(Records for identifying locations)

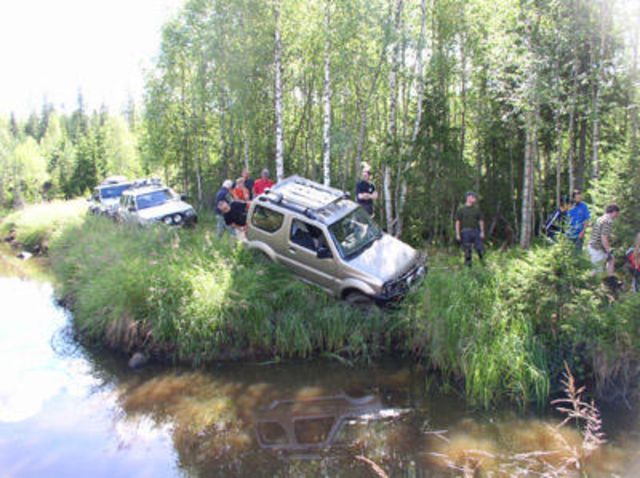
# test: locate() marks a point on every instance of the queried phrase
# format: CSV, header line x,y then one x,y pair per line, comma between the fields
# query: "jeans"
x,y
471,240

## OBJECTIVE
Write these records as a two-column CSV with the columns "query_text" and "answer_text", one row per record. Put each record's text in one quoted field and its answer in the other, replace line breaks with spaces, and leave out the pictures.

## RESPONSE FOR THIS EXERCISE
query_text,answer_text
"# test: locate() marks a point on every instance of the queried phrase # format: CSV, header line x,y then one x,y pair per line, comma between the fields # query: ""jeans""","x,y 471,240"